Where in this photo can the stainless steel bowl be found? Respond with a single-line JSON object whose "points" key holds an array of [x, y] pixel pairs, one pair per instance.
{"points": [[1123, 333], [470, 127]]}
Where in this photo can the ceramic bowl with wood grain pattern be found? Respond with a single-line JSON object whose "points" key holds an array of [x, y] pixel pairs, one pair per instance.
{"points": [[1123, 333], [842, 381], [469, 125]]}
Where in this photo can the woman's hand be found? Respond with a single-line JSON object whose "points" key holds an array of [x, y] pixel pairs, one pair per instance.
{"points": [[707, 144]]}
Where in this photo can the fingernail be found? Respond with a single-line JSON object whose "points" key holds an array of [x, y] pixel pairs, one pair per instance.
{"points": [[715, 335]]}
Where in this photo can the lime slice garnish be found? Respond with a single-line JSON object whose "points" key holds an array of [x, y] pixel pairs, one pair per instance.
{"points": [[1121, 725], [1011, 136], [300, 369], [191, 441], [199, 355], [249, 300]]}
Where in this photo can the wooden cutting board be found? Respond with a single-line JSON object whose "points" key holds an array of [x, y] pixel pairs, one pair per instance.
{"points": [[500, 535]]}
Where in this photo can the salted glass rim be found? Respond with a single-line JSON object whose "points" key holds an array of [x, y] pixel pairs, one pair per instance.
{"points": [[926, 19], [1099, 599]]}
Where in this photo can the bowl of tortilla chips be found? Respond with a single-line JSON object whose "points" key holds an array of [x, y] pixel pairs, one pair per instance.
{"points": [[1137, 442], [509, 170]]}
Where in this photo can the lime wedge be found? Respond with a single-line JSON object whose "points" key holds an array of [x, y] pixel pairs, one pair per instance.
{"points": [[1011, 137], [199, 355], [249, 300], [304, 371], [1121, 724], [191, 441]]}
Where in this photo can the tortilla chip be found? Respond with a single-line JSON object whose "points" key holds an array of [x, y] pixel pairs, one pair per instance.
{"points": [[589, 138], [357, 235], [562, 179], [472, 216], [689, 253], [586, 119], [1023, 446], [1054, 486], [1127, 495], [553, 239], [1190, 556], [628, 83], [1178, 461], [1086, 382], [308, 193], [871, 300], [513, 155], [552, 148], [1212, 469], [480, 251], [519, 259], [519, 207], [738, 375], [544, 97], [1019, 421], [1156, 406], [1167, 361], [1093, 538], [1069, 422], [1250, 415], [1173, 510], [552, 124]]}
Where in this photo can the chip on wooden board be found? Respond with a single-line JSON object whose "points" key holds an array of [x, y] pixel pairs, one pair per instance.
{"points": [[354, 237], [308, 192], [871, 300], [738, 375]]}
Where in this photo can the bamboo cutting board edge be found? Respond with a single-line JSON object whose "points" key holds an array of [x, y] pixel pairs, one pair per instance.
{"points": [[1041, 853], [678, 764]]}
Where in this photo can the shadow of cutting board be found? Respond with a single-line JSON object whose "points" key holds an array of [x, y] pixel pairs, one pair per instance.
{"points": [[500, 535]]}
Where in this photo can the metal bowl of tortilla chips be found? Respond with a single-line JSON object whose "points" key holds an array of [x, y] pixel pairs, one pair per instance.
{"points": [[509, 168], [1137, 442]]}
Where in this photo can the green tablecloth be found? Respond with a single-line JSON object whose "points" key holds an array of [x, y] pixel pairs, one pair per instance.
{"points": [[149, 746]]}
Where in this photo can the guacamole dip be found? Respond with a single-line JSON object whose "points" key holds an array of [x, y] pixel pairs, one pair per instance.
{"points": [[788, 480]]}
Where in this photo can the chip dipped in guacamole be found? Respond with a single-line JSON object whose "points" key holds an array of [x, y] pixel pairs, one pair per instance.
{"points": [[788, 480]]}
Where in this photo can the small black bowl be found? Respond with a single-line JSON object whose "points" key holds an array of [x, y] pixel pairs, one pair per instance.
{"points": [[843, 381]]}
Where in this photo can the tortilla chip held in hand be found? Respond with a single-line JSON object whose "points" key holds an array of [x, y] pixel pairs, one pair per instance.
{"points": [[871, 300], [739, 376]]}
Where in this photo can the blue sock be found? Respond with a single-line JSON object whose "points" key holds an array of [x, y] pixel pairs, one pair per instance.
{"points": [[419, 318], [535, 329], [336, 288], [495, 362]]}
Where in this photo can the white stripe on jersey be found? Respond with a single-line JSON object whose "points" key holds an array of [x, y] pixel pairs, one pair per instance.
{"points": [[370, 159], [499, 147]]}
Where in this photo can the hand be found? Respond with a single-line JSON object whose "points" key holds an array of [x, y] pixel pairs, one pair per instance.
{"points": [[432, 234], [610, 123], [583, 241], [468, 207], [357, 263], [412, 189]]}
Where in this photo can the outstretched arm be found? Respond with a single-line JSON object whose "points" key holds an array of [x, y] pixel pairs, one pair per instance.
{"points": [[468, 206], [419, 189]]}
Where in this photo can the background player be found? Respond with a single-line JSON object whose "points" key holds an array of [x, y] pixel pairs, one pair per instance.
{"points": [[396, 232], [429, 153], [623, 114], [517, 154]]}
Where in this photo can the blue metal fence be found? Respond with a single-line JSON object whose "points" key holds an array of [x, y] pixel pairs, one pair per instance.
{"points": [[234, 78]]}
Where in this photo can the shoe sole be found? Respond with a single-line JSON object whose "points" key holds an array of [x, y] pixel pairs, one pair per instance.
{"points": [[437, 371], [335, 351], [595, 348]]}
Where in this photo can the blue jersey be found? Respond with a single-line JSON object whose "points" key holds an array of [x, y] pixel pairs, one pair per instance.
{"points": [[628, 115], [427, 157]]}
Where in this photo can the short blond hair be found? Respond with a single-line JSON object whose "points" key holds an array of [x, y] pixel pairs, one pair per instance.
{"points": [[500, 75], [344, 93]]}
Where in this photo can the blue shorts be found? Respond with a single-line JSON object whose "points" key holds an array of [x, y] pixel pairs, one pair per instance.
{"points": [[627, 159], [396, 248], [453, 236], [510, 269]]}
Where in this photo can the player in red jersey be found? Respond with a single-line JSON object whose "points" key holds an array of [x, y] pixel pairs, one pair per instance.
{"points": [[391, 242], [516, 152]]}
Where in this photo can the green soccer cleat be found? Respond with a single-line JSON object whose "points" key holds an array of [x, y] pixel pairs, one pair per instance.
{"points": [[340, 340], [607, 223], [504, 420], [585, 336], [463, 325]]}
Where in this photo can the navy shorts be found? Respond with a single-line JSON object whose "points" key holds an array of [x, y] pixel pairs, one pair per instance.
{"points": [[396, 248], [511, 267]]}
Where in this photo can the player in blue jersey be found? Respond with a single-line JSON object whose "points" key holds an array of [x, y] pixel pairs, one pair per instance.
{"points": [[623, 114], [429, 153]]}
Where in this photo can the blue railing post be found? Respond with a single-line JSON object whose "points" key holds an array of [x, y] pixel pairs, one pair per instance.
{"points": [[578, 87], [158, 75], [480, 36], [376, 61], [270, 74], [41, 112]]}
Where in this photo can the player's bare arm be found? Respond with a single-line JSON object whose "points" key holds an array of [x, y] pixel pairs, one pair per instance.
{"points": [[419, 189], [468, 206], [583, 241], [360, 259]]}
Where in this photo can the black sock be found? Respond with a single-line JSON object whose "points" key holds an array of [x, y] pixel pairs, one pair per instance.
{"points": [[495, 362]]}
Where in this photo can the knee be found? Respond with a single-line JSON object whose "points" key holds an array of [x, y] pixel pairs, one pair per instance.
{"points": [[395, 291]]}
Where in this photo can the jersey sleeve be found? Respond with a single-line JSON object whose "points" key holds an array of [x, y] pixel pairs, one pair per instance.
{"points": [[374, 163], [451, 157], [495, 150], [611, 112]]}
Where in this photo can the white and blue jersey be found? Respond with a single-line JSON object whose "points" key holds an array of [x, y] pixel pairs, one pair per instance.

DIRECTIVE - Find the line that contains "Where in this photo can the blue railing" in the listing above. Retype it and every line after it up to the last, exactly, and nothing else.

FINISHED ANSWER -
Where in this photo can the blue railing post be found? Respond with a single-line JSON object whose "points" key holds an array of [x, y] pixel pairs, one pair per instance.
{"points": [[578, 87], [158, 75], [480, 36], [376, 61], [270, 74], [41, 112]]}
Where in this photo can the player's bare arm be found? Respond with a single-line JSON object whose "points" key holds an array of [x, y] pixel pairs, one pair per instance.
{"points": [[419, 189], [468, 206], [583, 241], [360, 259]]}
Where in this photo can the black sock be found? Respond with a single-line JSON object whose "points" key holds an array of [x, y] pixel pairs, one pair per instance.
{"points": [[495, 362]]}
Where in this photo can the knee be found? Respond with a single-line JSON object whose "points" key holds an array of [x, y] pixel pairs, one pair per instance.
{"points": [[395, 291]]}
Where in this photo can the jersey sleeve be found? Respond with a single-line JSON object whose "points" key holds an array of [x, y] pixel pairs, one pair per instance.
{"points": [[374, 163], [451, 157], [495, 150], [611, 112]]}
Where in this photo can the white and blue jersey be found? Respond with a single-line JSON object whose "points" key holds an array of [x, y] pixel pairs, one pair per instance.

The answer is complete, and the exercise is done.